(Given problem)
Tally the lines in the records below that contain the string "When", matching case exactly. Give only the number.
*** Input records
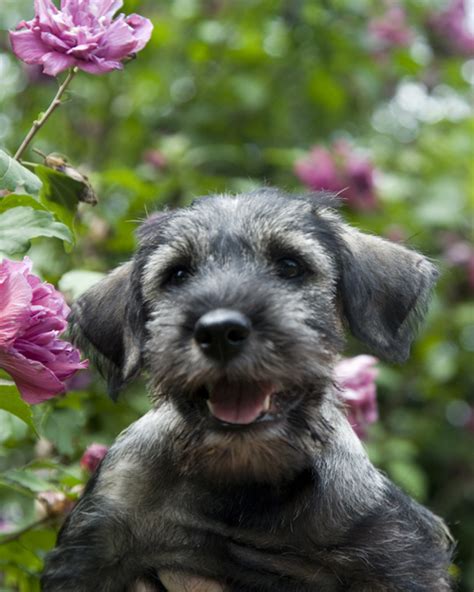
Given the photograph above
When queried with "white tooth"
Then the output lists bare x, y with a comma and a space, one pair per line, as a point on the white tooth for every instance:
266, 403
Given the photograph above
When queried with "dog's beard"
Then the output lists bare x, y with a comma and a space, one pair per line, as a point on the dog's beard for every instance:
254, 417
285, 433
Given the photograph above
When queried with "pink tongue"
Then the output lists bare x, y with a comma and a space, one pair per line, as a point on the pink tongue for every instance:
238, 403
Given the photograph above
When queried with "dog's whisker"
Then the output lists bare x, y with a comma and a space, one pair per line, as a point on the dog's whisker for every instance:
******
(Task answer)
4